[Directions for this task]
The output should be identical to the entries that follow.

[Source material]
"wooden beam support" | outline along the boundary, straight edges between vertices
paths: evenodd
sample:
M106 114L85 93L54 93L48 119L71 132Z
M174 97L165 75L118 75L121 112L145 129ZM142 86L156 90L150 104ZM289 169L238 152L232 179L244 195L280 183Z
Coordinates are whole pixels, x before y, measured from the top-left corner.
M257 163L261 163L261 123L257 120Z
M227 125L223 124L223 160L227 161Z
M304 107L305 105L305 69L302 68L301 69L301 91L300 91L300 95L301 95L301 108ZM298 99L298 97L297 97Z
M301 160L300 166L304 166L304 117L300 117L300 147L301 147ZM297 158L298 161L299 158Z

[Finished exercise]
"wooden beam support" | outline along the boundary, straight edges between vertices
paths: evenodd
sample:
M106 114L85 93L54 93L48 119L71 132Z
M174 97L165 75L118 75L121 112L145 129ZM142 86L156 90L150 104ZM289 169L238 152L232 179L244 195L280 183Z
Coordinates are whole pixels, x before y, measured from the top-left corner.
M257 163L261 163L261 123L257 120Z
M227 125L223 124L223 160L227 161Z
M304 107L305 105L305 69L302 68L301 69L301 91L300 91L300 95L301 95L301 108ZM298 99L298 97L297 97Z
M301 160L300 166L304 166L304 117L300 117L300 147L301 147ZM297 158L298 161L299 158Z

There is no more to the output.